Directions for this task
List every line of the data below that contains the word "post".

Location identification items
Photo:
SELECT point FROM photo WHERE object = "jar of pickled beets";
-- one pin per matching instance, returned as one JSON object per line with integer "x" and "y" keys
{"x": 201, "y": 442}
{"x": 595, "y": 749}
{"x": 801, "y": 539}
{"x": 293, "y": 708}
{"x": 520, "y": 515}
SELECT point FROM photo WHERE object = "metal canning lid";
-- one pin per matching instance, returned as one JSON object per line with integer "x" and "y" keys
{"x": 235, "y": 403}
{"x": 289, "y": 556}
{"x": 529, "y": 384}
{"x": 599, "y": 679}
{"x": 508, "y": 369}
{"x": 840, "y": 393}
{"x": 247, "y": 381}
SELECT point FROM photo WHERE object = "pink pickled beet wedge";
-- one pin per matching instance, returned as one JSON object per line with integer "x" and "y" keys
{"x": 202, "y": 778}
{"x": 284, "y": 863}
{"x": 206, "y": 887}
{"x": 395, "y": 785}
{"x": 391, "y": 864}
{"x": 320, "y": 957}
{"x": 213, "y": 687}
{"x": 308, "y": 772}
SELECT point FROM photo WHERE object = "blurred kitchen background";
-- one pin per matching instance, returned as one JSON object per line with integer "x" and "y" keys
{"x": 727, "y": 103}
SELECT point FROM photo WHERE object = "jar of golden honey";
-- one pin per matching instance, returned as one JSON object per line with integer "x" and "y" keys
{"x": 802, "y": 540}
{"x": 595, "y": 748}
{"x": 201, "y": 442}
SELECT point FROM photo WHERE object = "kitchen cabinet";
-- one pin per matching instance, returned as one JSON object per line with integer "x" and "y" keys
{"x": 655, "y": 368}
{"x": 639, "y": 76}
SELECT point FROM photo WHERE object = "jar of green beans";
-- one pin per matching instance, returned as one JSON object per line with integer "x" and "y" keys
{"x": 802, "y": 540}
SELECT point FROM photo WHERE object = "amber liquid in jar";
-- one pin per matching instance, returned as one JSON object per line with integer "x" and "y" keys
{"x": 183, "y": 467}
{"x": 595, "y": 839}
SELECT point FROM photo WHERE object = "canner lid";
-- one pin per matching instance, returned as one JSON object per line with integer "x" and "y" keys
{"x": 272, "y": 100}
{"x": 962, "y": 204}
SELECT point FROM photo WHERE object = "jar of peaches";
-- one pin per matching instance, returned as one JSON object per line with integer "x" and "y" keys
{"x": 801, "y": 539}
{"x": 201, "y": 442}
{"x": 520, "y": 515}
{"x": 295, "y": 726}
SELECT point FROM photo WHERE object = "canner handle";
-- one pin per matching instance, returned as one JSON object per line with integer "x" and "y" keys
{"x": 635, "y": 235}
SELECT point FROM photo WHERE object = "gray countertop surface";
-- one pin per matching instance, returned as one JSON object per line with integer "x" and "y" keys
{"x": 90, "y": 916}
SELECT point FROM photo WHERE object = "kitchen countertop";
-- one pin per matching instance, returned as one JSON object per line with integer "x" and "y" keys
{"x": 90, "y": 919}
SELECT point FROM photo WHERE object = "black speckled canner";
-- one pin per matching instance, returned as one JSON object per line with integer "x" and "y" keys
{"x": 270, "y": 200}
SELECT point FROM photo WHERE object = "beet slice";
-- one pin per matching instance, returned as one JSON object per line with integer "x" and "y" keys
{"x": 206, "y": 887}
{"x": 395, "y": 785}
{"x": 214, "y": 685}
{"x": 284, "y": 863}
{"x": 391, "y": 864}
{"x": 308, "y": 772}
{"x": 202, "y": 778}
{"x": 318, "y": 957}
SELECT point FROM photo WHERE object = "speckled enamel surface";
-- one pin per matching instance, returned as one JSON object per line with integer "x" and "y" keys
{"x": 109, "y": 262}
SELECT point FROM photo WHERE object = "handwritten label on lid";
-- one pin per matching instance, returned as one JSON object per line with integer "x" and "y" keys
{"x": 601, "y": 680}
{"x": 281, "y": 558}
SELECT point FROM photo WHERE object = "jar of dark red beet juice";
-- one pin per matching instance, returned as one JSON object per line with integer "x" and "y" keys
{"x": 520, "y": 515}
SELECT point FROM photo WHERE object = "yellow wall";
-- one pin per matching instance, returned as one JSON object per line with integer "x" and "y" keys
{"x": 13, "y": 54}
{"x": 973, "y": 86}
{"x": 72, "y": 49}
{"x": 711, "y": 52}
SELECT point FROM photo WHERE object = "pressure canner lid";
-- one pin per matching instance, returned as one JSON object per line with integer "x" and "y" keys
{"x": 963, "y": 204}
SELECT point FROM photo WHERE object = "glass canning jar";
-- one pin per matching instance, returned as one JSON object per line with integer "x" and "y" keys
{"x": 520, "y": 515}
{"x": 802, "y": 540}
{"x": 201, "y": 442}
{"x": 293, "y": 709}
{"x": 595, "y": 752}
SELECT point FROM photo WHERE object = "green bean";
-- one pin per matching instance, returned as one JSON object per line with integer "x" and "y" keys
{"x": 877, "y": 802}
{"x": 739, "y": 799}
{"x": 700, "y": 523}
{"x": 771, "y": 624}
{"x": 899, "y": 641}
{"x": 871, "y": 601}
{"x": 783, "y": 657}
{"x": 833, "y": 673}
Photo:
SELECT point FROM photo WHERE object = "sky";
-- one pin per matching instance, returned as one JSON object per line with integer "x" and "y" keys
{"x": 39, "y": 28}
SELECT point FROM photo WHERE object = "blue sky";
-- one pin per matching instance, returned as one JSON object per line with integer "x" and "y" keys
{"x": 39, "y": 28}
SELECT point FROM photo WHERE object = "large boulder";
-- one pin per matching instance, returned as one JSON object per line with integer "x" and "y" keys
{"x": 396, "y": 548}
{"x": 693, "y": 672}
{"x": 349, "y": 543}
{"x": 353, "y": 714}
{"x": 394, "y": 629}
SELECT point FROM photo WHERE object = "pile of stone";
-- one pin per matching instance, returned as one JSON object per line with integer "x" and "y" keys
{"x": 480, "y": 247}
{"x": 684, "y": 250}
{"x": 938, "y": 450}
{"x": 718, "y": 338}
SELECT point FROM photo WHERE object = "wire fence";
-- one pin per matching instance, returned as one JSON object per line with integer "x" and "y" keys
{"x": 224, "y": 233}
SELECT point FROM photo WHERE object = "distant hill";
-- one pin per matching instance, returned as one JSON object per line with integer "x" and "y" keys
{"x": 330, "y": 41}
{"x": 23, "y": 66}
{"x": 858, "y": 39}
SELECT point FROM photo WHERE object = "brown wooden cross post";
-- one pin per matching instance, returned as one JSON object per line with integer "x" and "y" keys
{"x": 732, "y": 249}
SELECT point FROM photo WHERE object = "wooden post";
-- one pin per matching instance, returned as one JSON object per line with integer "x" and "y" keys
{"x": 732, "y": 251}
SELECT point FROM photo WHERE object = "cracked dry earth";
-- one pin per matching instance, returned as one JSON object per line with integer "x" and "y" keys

Reply to the task
SELECT point FROM photo WHERE object = "brown wooden cross post";
SELECT point FROM photo WHERE object = "wooden post";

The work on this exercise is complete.